>>>
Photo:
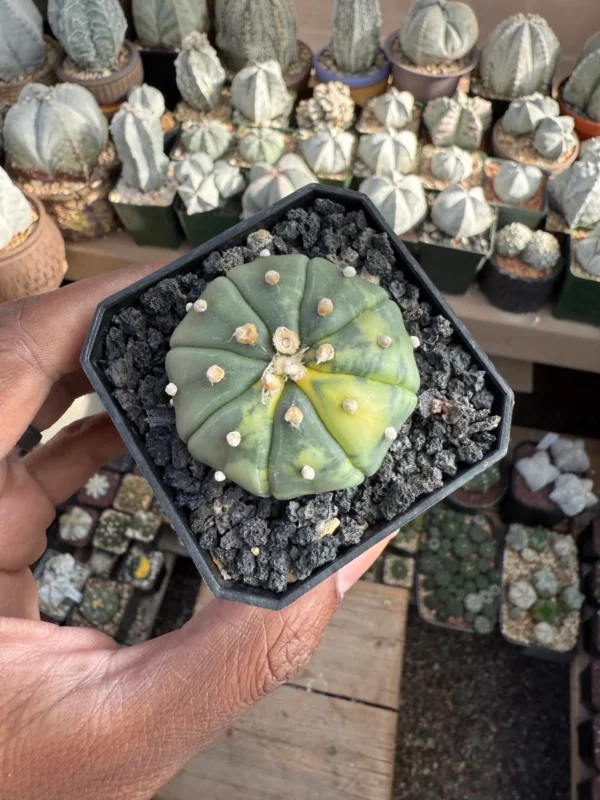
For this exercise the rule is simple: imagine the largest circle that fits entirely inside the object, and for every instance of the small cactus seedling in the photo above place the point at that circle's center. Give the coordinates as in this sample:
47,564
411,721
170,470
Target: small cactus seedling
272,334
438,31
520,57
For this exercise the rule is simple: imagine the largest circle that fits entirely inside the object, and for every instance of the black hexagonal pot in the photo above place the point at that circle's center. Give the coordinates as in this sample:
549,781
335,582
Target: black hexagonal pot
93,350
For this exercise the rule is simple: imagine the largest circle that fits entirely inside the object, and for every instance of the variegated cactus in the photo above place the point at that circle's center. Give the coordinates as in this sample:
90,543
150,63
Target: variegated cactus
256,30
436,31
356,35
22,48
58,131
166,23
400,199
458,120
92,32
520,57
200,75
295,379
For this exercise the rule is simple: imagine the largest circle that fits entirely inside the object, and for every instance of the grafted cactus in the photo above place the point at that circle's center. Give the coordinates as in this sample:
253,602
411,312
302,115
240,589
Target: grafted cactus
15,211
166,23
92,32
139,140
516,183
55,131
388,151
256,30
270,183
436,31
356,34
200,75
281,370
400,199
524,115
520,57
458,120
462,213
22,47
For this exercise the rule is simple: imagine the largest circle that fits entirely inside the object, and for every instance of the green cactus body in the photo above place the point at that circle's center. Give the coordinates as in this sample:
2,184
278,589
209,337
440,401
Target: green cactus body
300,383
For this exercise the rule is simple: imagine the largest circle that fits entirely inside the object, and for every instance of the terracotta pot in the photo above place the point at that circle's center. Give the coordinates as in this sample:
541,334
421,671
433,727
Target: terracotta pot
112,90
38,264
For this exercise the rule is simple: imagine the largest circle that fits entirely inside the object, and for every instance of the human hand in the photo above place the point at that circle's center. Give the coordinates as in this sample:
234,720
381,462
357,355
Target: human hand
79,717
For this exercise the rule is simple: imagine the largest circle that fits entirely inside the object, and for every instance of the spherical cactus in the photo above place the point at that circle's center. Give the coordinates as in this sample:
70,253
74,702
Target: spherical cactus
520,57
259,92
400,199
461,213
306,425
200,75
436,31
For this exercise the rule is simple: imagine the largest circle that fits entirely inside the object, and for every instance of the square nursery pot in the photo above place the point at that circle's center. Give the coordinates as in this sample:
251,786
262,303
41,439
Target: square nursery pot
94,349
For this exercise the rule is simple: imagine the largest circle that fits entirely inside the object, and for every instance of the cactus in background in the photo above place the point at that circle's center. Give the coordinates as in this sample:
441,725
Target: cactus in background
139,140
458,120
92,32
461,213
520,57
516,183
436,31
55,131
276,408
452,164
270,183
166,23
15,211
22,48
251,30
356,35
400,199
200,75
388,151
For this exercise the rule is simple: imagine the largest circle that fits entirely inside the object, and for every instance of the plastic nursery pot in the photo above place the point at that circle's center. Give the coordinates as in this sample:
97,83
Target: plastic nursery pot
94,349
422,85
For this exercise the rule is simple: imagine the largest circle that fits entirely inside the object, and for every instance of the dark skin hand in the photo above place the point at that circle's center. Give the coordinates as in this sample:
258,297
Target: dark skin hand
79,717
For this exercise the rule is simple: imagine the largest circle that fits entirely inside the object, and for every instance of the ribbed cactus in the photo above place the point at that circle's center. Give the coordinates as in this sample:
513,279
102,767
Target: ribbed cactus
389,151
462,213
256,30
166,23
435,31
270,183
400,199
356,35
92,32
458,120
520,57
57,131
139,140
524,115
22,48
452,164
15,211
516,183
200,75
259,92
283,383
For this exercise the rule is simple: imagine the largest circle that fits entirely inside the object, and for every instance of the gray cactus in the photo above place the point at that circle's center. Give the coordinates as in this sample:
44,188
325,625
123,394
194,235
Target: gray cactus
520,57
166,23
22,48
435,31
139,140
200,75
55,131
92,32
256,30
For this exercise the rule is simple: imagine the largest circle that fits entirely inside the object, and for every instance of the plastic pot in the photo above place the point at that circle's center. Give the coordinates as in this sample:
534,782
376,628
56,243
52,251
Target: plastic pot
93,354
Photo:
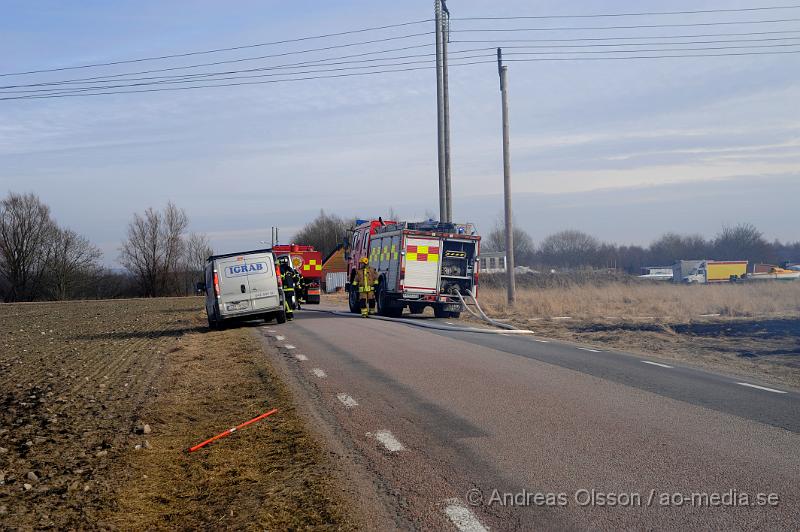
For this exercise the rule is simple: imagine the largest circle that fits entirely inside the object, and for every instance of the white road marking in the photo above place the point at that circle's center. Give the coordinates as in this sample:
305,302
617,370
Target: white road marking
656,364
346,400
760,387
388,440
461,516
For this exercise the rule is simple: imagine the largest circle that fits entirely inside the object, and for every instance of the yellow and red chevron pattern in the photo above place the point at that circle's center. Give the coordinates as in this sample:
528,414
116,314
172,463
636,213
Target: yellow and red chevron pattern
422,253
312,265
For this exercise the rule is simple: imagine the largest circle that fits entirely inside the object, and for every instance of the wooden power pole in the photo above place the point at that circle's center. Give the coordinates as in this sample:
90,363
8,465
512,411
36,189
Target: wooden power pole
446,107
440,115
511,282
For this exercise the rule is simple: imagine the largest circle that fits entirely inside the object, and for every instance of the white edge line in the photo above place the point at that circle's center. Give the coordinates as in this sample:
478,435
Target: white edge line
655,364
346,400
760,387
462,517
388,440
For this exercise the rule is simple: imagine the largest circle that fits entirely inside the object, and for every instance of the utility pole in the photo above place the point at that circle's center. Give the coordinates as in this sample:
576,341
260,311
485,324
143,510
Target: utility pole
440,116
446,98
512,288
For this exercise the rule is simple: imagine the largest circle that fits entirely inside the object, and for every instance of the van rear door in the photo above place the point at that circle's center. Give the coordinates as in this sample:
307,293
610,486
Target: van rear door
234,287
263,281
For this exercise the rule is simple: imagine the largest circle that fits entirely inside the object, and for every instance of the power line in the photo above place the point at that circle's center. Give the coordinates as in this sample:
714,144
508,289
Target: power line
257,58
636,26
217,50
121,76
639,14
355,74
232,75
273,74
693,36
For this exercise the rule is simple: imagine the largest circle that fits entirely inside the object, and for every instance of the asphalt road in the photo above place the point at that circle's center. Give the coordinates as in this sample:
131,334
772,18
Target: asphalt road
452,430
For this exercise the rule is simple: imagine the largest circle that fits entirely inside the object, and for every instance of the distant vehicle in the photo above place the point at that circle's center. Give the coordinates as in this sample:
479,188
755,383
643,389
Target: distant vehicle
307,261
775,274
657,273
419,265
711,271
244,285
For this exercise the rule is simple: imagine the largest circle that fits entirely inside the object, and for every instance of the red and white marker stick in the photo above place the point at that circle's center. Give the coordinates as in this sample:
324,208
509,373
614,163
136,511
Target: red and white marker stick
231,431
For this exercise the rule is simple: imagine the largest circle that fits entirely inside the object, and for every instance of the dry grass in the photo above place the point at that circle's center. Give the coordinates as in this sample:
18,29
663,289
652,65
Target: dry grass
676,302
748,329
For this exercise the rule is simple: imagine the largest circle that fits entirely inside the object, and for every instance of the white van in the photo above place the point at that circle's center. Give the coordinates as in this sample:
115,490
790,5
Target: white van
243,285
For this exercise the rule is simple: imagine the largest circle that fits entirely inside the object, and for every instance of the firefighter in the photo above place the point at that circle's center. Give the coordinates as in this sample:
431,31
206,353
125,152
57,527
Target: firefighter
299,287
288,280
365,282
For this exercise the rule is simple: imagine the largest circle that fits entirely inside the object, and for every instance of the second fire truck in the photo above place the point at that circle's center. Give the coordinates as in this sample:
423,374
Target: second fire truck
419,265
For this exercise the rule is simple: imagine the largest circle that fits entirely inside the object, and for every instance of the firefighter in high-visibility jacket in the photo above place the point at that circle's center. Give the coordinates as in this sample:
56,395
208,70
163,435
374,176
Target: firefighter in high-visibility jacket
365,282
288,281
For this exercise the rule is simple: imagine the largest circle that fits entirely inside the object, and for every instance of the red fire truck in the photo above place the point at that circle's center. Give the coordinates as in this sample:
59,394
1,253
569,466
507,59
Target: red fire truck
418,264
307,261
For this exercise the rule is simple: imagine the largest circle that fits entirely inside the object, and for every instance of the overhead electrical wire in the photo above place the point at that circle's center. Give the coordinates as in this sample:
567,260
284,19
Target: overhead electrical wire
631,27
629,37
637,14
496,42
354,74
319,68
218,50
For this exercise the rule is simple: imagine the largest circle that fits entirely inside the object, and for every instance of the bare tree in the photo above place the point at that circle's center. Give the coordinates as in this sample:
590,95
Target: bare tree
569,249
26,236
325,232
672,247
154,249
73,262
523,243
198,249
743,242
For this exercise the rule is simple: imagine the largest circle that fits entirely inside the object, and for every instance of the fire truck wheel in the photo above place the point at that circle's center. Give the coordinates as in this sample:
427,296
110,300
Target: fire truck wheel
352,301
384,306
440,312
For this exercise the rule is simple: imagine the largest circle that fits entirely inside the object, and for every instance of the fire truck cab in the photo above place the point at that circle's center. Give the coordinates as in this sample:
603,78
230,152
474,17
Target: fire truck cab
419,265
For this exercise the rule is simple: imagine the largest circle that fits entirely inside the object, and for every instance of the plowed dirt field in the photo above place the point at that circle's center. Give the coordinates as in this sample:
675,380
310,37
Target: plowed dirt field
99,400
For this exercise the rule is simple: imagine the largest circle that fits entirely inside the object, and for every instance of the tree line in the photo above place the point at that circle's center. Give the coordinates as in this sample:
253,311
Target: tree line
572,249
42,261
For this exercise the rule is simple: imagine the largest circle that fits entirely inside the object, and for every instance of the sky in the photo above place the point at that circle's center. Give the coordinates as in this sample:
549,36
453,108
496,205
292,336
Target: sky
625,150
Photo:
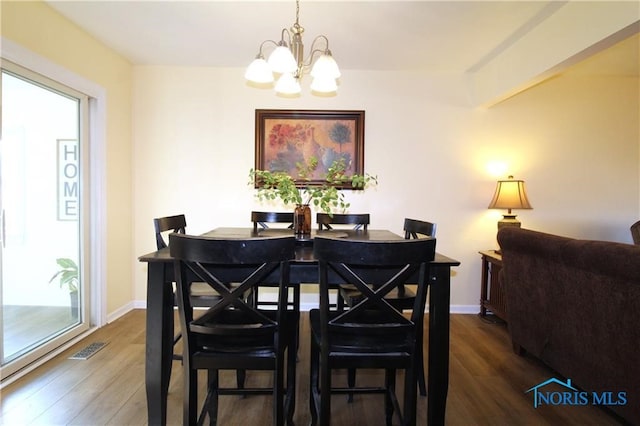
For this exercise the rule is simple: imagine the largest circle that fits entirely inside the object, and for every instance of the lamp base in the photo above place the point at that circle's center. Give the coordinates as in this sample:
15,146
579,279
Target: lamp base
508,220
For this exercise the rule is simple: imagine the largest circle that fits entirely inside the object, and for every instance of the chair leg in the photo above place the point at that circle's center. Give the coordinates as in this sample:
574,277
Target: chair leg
<<<
Problem requirements =>
Check each line of the records for the string "chair" and copy those that have it.

Response box =>
For this exercise the rule is simple: imagine the largest circle that fits entirely inside the object, and for every instance of the chair leg in the photo above place the point at that circle's center. Give the coordinates as in this sample:
Target: chair leg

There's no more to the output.